== PASSAGE GIVEN ==
+++

Is it possible to change the database schema or table names used by Prodigy?

I’m connecting Prodigy to an existing Postgres cluster, and I’d like to be able to access the annotations created by users in other parts of our system, ideally in conjunction with other tables that already exist for joins, etc. Currently, the table names used by prodigy (dataset, example, link as I understand) are not yet used, but to be on the safe side I’d like to give Prodigy its own namespace, or somehow add a prefix to the table names (in case we ever need those table names to mean something else). Is there any way to do this?

The source of the database model (using peewee) is included with Prodigy in components/db.py, so you can check out how it is set up there. For 100% flexibility, you can also implement your own custom Database class – see here for more details:

As long as the database methods exist and do the right thing, it's then fully up to you how you implement the logic and how the data is stored or retrieved.

+++

== DATA ENTRIES ==
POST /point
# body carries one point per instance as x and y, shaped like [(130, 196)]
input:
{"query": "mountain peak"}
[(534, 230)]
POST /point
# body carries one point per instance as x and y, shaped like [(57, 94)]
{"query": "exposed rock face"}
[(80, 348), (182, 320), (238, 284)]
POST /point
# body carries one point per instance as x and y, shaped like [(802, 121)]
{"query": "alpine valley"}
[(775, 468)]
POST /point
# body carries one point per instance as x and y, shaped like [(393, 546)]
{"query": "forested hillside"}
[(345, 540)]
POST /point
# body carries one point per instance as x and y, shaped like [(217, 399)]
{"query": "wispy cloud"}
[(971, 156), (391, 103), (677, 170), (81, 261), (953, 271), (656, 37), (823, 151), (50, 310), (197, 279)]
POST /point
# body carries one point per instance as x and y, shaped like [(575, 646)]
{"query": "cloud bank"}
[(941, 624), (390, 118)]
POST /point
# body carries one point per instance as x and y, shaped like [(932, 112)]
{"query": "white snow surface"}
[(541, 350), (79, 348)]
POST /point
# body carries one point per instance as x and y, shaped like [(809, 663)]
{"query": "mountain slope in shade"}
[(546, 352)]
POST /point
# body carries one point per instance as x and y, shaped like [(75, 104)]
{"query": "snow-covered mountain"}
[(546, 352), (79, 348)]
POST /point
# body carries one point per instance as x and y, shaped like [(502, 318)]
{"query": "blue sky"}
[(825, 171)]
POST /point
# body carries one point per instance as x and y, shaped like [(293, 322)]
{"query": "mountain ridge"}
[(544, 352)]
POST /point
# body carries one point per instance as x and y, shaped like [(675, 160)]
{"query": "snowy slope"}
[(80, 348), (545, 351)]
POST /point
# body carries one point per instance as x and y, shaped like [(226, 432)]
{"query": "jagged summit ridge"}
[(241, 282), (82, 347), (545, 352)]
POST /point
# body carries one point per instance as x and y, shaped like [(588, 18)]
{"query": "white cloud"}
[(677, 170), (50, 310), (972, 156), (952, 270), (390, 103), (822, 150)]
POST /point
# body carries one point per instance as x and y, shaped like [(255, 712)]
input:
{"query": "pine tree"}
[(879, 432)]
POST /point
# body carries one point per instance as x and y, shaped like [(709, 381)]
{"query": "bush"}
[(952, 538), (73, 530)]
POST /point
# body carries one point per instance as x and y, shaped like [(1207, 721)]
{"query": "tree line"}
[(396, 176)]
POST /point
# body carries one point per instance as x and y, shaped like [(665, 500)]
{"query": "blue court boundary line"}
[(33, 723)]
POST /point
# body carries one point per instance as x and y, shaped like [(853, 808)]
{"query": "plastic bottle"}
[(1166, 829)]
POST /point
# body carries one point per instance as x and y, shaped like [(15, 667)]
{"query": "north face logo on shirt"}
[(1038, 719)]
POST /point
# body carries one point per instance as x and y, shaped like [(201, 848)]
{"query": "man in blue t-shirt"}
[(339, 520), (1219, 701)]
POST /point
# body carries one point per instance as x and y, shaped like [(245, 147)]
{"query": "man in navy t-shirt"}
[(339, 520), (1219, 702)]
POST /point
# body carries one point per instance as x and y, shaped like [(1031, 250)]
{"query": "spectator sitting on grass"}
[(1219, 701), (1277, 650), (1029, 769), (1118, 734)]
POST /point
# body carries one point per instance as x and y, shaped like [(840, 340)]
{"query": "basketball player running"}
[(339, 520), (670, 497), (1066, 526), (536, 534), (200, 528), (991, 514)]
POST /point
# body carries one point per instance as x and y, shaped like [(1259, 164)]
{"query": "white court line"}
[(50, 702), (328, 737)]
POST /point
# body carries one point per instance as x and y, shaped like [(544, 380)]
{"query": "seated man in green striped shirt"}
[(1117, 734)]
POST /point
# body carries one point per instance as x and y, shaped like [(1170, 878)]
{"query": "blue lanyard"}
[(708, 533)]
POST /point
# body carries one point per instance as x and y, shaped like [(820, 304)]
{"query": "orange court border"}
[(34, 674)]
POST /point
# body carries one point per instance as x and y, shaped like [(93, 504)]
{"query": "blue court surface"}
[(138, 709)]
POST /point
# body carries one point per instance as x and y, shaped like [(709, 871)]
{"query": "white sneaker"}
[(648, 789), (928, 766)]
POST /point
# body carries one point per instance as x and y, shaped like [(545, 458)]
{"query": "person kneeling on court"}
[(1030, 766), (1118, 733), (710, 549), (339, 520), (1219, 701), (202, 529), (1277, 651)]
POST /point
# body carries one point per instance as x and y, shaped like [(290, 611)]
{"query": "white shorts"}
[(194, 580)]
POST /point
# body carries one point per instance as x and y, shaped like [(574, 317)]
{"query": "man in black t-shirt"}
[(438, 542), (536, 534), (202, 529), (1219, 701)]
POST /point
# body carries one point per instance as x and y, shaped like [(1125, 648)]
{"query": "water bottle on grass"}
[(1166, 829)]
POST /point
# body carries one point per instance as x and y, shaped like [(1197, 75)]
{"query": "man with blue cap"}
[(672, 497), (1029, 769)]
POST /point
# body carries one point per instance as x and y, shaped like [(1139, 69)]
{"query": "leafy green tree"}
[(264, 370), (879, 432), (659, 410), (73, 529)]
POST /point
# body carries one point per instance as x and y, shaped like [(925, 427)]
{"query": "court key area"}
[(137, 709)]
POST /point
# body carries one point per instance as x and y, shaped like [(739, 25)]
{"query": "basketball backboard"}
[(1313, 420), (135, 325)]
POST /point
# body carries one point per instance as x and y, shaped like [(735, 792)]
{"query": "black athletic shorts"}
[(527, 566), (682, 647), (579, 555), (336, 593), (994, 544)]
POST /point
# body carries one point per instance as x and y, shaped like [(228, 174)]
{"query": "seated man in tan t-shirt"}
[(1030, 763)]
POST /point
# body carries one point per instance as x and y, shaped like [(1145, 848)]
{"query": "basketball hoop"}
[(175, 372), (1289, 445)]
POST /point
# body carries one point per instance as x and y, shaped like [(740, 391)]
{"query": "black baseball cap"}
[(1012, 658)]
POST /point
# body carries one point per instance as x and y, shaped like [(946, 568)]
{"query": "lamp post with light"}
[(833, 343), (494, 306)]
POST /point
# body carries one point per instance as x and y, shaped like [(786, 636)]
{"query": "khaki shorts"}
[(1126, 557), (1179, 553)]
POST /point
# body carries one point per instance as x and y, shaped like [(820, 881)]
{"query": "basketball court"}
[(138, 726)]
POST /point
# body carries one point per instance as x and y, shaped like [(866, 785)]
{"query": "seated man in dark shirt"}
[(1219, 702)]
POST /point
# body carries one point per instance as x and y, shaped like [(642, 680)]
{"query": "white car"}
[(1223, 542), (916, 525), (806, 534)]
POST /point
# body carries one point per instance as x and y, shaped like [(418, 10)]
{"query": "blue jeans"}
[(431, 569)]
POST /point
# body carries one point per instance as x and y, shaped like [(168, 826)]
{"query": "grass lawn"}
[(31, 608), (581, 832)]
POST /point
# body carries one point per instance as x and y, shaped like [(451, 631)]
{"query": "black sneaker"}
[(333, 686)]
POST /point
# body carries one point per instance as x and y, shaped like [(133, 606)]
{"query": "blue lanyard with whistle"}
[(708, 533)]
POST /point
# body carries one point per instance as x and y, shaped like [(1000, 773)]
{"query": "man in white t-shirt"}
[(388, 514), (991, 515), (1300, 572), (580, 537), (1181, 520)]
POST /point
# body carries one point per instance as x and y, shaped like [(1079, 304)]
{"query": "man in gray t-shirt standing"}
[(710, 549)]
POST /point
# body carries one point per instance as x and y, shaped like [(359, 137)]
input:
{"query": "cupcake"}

+++

Retype the part of the Prodigy table-name thread that begins with the words containing "As long as the" and ends with "stored or retrieved.". The records were drawn from a separate source.

As long as the database methods exist and do the right thing, it's then fully up to you how you implement the logic and how the data is stored or retrieved.